## WORK INSTRUCTIONS
Once you find the line below that has "Target: blonde hair", output it and every line after it exactly, stopping after the line that has "Target: hockey puck", with no pictures.

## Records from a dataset
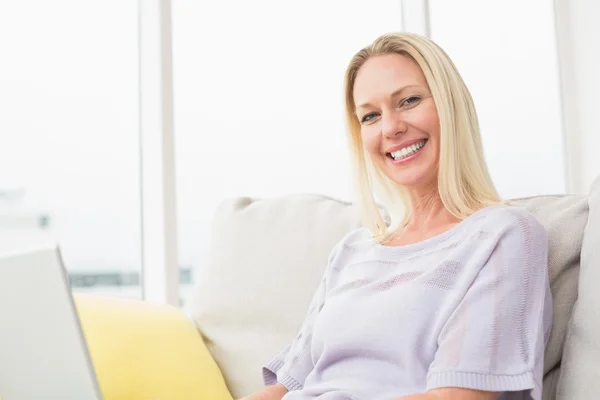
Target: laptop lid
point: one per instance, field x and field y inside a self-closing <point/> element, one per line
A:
<point x="43" y="353"/>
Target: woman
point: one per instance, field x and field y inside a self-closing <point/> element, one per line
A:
<point x="451" y="300"/>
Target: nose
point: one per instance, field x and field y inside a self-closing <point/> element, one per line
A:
<point x="392" y="124"/>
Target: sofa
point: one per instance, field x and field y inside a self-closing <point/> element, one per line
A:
<point x="267" y="256"/>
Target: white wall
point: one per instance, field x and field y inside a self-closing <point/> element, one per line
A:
<point x="579" y="31"/>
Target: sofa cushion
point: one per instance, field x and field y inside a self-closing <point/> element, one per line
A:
<point x="565" y="218"/>
<point x="266" y="259"/>
<point x="143" y="351"/>
<point x="580" y="376"/>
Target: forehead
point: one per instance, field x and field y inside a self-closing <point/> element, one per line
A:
<point x="383" y="75"/>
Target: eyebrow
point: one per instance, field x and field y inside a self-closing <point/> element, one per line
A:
<point x="394" y="94"/>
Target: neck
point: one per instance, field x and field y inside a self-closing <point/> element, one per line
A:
<point x="427" y="209"/>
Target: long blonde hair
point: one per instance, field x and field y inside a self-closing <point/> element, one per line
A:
<point x="464" y="183"/>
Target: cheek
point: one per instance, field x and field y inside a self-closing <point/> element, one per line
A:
<point x="370" y="139"/>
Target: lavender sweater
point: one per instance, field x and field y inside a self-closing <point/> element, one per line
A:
<point x="468" y="308"/>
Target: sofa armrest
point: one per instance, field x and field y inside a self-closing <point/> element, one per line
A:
<point x="145" y="351"/>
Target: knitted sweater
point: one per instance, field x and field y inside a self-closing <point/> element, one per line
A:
<point x="468" y="308"/>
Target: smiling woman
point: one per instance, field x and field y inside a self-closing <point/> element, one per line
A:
<point x="452" y="299"/>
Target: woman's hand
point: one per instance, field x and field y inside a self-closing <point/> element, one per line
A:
<point x="453" y="394"/>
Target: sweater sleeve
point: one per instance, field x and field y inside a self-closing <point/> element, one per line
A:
<point x="293" y="364"/>
<point x="495" y="339"/>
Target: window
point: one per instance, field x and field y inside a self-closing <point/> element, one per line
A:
<point x="506" y="52"/>
<point x="258" y="94"/>
<point x="69" y="159"/>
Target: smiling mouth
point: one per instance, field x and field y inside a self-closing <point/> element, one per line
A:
<point x="407" y="151"/>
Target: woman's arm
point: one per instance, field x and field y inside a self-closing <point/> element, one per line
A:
<point x="453" y="394"/>
<point x="273" y="392"/>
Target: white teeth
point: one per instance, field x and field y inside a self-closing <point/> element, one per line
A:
<point x="405" y="152"/>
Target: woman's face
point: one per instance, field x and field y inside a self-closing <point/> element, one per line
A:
<point x="400" y="127"/>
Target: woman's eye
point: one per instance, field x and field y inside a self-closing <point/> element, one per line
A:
<point x="411" y="101"/>
<point x="368" y="117"/>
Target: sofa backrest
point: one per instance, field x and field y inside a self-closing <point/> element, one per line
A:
<point x="267" y="257"/>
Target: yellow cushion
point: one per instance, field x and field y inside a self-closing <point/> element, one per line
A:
<point x="145" y="351"/>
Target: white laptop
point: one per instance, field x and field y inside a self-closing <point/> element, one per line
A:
<point x="43" y="353"/>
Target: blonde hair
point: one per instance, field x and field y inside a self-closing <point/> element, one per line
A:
<point x="464" y="183"/>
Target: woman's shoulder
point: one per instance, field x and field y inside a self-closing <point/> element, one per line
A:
<point x="510" y="219"/>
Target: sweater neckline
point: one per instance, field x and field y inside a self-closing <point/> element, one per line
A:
<point x="439" y="238"/>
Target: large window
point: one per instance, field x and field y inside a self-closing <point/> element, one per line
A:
<point x="259" y="101"/>
<point x="69" y="153"/>
<point x="507" y="54"/>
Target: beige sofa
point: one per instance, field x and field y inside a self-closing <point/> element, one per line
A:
<point x="267" y="257"/>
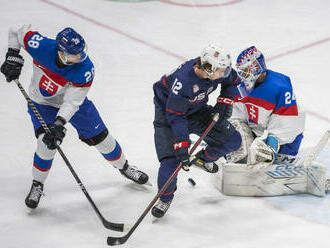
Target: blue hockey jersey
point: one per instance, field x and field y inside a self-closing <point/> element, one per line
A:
<point x="183" y="93"/>
<point x="271" y="106"/>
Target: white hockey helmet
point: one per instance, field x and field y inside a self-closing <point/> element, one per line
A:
<point x="217" y="57"/>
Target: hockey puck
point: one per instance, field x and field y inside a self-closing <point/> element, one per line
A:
<point x="191" y="181"/>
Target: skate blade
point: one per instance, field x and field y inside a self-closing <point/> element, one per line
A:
<point x="155" y="220"/>
<point x="148" y="184"/>
<point x="30" y="211"/>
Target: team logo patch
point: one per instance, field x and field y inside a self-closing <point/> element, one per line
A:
<point x="253" y="112"/>
<point x="195" y="88"/>
<point x="47" y="87"/>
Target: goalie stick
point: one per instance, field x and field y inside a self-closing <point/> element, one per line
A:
<point x="307" y="160"/>
<point x="119" y="227"/>
<point x="121" y="240"/>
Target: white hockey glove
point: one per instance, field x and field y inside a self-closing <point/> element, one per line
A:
<point x="263" y="149"/>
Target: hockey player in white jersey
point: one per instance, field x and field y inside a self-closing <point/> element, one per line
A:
<point x="271" y="124"/>
<point x="62" y="77"/>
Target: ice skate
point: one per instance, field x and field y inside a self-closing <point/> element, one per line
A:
<point x="327" y="186"/>
<point x="132" y="173"/>
<point x="160" y="208"/>
<point x="33" y="198"/>
<point x="199" y="162"/>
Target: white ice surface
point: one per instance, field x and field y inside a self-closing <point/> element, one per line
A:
<point x="132" y="45"/>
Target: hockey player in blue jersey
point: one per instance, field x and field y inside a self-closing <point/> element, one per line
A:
<point x="181" y="108"/>
<point x="62" y="77"/>
<point x="266" y="108"/>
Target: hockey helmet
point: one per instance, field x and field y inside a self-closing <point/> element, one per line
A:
<point x="216" y="57"/>
<point x="72" y="45"/>
<point x="250" y="65"/>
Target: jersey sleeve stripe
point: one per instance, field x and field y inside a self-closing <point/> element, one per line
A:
<point x="174" y="112"/>
<point x="82" y="85"/>
<point x="27" y="37"/>
<point x="55" y="77"/>
<point x="256" y="101"/>
<point x="289" y="111"/>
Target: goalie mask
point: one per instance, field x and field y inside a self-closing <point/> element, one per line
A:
<point x="71" y="46"/>
<point x="214" y="57"/>
<point x="250" y="65"/>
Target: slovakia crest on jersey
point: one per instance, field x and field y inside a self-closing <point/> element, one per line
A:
<point x="47" y="87"/>
<point x="253" y="112"/>
<point x="195" y="88"/>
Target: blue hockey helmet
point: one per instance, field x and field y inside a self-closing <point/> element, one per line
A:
<point x="250" y="65"/>
<point x="71" y="44"/>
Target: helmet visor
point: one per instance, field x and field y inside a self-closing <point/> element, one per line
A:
<point x="69" y="59"/>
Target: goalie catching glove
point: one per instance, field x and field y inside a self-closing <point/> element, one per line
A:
<point x="263" y="149"/>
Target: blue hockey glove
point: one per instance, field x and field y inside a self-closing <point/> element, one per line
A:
<point x="181" y="149"/>
<point x="13" y="64"/>
<point x="56" y="135"/>
<point x="224" y="107"/>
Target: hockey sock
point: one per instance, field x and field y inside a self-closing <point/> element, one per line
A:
<point x="111" y="151"/>
<point x="167" y="167"/>
<point x="42" y="161"/>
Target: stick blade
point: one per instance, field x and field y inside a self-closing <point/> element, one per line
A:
<point x="118" y="227"/>
<point x="112" y="241"/>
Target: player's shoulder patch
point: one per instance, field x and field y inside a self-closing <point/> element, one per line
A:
<point x="83" y="74"/>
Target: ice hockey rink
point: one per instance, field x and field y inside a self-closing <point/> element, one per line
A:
<point x="133" y="43"/>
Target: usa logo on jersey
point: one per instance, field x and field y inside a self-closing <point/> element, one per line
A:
<point x="47" y="87"/>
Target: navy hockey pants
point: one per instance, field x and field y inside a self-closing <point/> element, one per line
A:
<point x="222" y="139"/>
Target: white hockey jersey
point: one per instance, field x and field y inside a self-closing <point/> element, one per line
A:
<point x="63" y="88"/>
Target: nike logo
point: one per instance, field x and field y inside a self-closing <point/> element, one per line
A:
<point x="41" y="67"/>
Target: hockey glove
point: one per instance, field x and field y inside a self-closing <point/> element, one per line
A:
<point x="263" y="150"/>
<point x="13" y="64"/>
<point x="182" y="152"/>
<point x="224" y="107"/>
<point x="56" y="135"/>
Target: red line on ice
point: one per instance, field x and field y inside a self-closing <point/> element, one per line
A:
<point x="200" y="5"/>
<point x="131" y="37"/>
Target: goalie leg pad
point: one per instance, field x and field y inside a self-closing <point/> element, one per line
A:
<point x="271" y="180"/>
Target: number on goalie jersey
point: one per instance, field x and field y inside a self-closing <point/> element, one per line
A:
<point x="62" y="76"/>
<point x="266" y="103"/>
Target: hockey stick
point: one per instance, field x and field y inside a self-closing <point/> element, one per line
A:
<point x="107" y="224"/>
<point x="121" y="240"/>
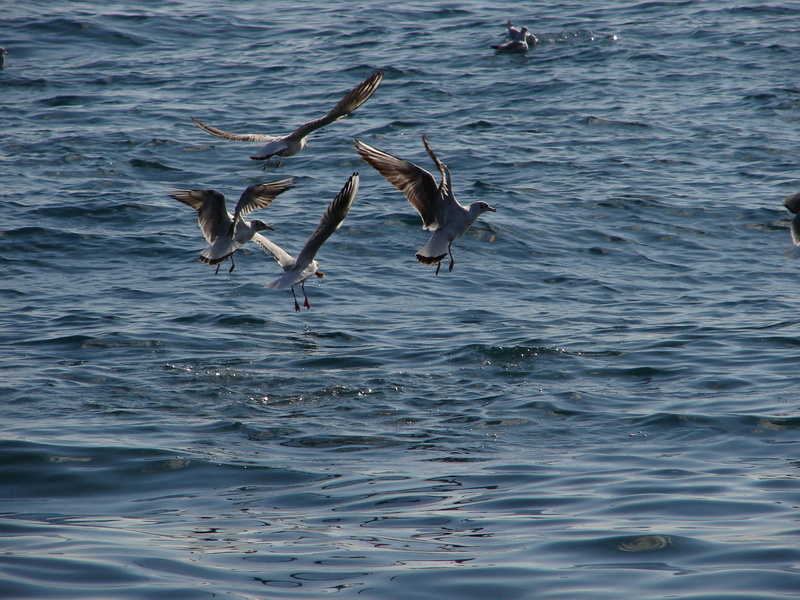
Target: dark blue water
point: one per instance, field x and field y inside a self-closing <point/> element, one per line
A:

## REPLY TO THE EXERCISE
Target: blonde hair
point: one per instance, field x and field y inside a self-closing <point/> element, one per line
A:
<point x="464" y="183"/>
Target: woman's shoulder
point: one per instance, field x and field y inside a self-closing <point/> element, one per line
A:
<point x="510" y="219"/>
Target: sweater neckline
point: one per instance, field x and field y inside a self-closing <point/> element, one per line
A:
<point x="439" y="238"/>
Target: large window
point: one per instance, field x and field y inside a self-closing <point/> element, one per line
A:
<point x="259" y="101"/>
<point x="69" y="153"/>
<point x="507" y="54"/>
Target: beige sofa
point: one per instance, field x and field y inside a self-closing <point/> element, one per line
A:
<point x="267" y="257"/>
Target: blue hockey jersey
point: one per instance, field x and field y inside a self-closing <point/> element, one per line
A:
<point x="183" y="93"/>
<point x="271" y="106"/>
Target: white hockey helmet
point: one per instance, field x and field y inside a self-closing <point/> element, one per line
A:
<point x="217" y="57"/>
Target: hockey puck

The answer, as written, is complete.